------ MATERIAL PROVIDED

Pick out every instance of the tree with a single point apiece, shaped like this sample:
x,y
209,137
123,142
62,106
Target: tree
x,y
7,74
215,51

------------

▸ **TASK PROMPT**
All of the entries above need to be printed again exactly.

▸ **TASK OUTPUT**
Pick out every instance of the tree with a single point apiece, shaped like this sample:
x,y
209,137
123,142
62,106
Target: tree
x,y
7,74
215,51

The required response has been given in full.